> [What is being asked]:
Leave the pictures aside and give back every entry below word for word.

Photo-based referring expression data:
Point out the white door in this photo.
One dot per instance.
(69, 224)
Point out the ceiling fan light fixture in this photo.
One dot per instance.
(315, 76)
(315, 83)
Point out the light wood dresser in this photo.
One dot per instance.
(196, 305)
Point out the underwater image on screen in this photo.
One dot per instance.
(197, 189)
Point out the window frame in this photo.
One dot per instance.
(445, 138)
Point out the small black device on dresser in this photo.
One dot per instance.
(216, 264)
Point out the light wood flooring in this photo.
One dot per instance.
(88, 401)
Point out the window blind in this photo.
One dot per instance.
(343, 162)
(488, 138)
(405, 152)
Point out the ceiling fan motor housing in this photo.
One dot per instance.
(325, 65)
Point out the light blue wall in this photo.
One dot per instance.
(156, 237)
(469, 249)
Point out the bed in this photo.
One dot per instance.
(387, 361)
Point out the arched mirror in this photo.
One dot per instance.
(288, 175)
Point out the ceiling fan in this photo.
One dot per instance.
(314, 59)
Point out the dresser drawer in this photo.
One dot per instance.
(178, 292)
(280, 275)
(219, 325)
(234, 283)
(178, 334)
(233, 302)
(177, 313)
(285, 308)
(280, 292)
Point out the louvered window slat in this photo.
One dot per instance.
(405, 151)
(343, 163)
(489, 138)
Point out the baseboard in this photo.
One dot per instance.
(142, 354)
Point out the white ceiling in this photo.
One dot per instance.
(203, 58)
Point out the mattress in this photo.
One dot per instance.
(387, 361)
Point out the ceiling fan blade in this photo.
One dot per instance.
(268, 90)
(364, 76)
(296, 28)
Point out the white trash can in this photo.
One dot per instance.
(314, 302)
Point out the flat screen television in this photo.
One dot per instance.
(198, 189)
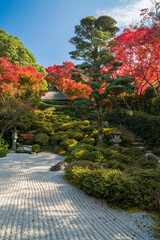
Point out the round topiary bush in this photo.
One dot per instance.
(57, 149)
(78, 135)
(78, 154)
(36, 148)
(57, 138)
(42, 139)
(90, 148)
(88, 140)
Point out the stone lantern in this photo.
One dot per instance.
(14, 138)
(116, 139)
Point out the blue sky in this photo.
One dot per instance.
(45, 26)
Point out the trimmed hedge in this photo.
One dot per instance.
(119, 188)
(144, 125)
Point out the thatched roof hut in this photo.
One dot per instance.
(55, 94)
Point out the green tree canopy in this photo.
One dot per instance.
(12, 48)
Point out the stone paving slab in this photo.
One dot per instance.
(38, 204)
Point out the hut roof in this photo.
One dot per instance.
(55, 94)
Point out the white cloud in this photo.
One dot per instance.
(126, 13)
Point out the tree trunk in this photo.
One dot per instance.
(1, 135)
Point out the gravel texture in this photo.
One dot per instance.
(38, 204)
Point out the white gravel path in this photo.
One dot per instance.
(38, 204)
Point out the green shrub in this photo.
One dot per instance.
(42, 139)
(88, 140)
(83, 164)
(157, 151)
(36, 148)
(78, 135)
(101, 147)
(88, 147)
(78, 154)
(57, 149)
(57, 138)
(86, 122)
(118, 188)
(66, 143)
(97, 156)
(144, 125)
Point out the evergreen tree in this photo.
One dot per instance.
(12, 48)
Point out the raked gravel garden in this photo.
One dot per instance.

> [Exercise solution]:
Point out the white door in this photo.
One dot per instance.
(69, 224)
Point out the ceiling fan light fixture in this photo.
One dot per instance.
(315, 76)
(315, 83)
Point out the light wood dresser in this photo.
One dot per instance.
(196, 305)
Point out the underwater image on screen in this photo.
One dot per instance.
(197, 189)
Point out the window frame in this photo.
One dot per instance.
(445, 138)
Point out the small black device on dresser in this photo.
One dot per instance.
(216, 264)
Point out the light wood flooring in this photo.
One dot per instance.
(88, 401)
Point out the window blind in this photo.
One dot per instance.
(343, 162)
(488, 138)
(405, 152)
Point out the ceiling fan motor housing in this photo.
One dot per instance.
(325, 65)
Point out the light blue wall in this photo.
One dot per instance.
(156, 237)
(469, 249)
Point out the bed in this photo.
One dot per instance.
(387, 361)
Point out the arched mirror in this photo.
One dot per instance.
(288, 175)
Point out the ceiling fan in this photo.
One dot per instance.
(314, 59)
Point out the dresser drawer in this photo.
One dot per instance.
(178, 292)
(280, 275)
(219, 325)
(234, 283)
(178, 334)
(233, 302)
(177, 313)
(285, 308)
(280, 292)
Point out the louvered window slat in this photo.
One dot per instance.
(405, 151)
(343, 163)
(489, 138)
Point out the baseboard in this photo.
One dot per instance.
(142, 354)
Point out the white ceiling in this photo.
One dot per instance.
(203, 58)
Point out the mattress in this photo.
One dot per instance.
(387, 361)
Point out the ceiling fan blade in this photo.
One dot per instance.
(268, 90)
(364, 76)
(296, 28)
Point out the white trash can in this photo.
One dot per instance.
(314, 302)
Point out the flat screen television in this photo.
One dot per instance.
(198, 189)
Point out the round topiary bush in this photo.
One dot per instance.
(57, 149)
(78, 135)
(78, 154)
(36, 148)
(57, 138)
(42, 139)
(90, 148)
(88, 140)
Point out the stone lantern in this photo.
One dot per instance.
(14, 138)
(116, 139)
Point out the blue sky in this photo.
One dot per instance.
(45, 26)
Point out the trimmed hedge in this photo.
One dot per instance.
(119, 188)
(144, 125)
Point out the thatched roof hut in this photo.
One dot per instance.
(55, 94)
Point out the green tree canopy in this photo.
One dot per instance.
(12, 48)
Point out the stone paving slab in this photo.
One dot per instance.
(38, 204)
Point out the hut roof in this photo.
One dot per instance.
(55, 94)
Point out the white cloud in this photo.
One dot per instance.
(126, 13)
Point out the tree trunk in this photo.
One dot per instance.
(1, 135)
Point out the gravel texture in this photo.
One dot per instance.
(38, 204)
Point out the white gravel path in this photo.
One dot per instance.
(38, 204)
Point out the green shrub in this photo.
One dot per instance.
(42, 139)
(88, 140)
(83, 164)
(157, 151)
(36, 148)
(78, 135)
(101, 147)
(88, 147)
(78, 154)
(57, 149)
(57, 138)
(86, 122)
(118, 188)
(66, 143)
(97, 156)
(144, 125)
Point out the evergreen tree in this photo.
One dot per instance.
(12, 48)
Point out the raked gravel garden in this photo.
One dot per instance.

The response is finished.